Text START
Soon enough, summer arrived, and we’re finally getting to the anecdote that gives this article its title. (I say ‘article’; in the process of writing, I’ve slipped into ‘comprehensive autobiography’ territory. Hard to stop, once this stuff starts coming out!)

I was still writing a lot in my spare time, and reading, and so it was that I picked up a leaflet in the library advertising the East Yorkshire Poetry Competition. The first prize in my age category was — hang on to your hats — fifty pounds, and my eyes lit up thinking of all the complicated Lego sets that could buy (a fair few, in those days). I also mentally calculated how many other young people in the region were likely to be bothered writing a poem and sending it off… certainly no one I’d met so far. So, after a suitable amount of procrastination, I set aside an afternoon to work on my entry, then popped it into an envelope and sent it on its way.

Here’s the poem. Not fantastic, but not bad either, all things considered.

The Optimist
by Jamie McGarry, aged 13 ⅓

As I go around smiling,
people say: ‘What’s to smile about?
The world, it is an awful place,
I wish they’d kick him out.’

‘I hate my rotten life,’
says one. ‘He irritates me so.
Whatever’s making him so glad?
I’d surely want to know.’

‘I’ve heard of him, he’s such a fool.
He thinks the world’s just great.
He makes me mad, and how I wish
he’d disappear without a trace.’

‘He thinks that life’s a total peach,
that everyone’s his friend.
He says that we should all cheer up,
the world’s not about to end.’

I don’t hear all this, of course.
This nasty talk I missed.
I go around smiling because
I’m an optimist!

I just typed that up from memory, which gives you some idea how significant this poem has become within my personal narrative. It’s a manifesto, really, then and now. I’ve refined the philosophy over the years, from the rather unenlightened ‘we should all cheer up, the world’s not about to end’, to the Buddhist-inspired ‘pain is inevitable, suffering is optional.’ (I think the latter might even qualify as a ‘koan’.)
Text END
§ Activities
1. Answer these questions about the text:
(a) What was the first prize in the author's age category of the East Yorkshire Poetry Competition?
(b) What is the title of the poem the author entered?
(c) How did the author produce the copy of the poem shown?
2. Quote the text word for word, from "Here’s the poem." down to "him so glad?".
Records provided START
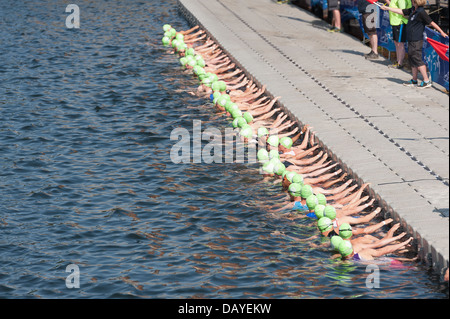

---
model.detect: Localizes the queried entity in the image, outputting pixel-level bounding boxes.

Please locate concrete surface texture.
[179,0,449,272]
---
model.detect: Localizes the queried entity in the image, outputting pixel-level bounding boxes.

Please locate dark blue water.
[0,0,448,298]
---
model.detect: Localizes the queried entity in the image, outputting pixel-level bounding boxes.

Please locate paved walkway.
[179,0,449,271]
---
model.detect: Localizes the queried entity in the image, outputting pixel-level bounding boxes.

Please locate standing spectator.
[328,0,342,32]
[381,0,448,89]
[386,0,411,69]
[358,0,379,60]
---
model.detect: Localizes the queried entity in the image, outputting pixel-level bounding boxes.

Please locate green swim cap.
Records provided END
§ List of answers
1.
(a) Fifty pounds.
(b) "The Optimist."
(c) The author typed it up from memory.

2.
Here’s the poem. Not fantastic, but not bad either, all things considered.

The Optimist
by Jamie McGarry, aged 13 ⅓

As I go around smiling,
people say: ‘What’s to smile about?
The world, it is an awful place,
I wish they’d kick him out.’

‘I hate my rotten life,’
says one. ‘He irritates me so.
Whatever’s making him so glad?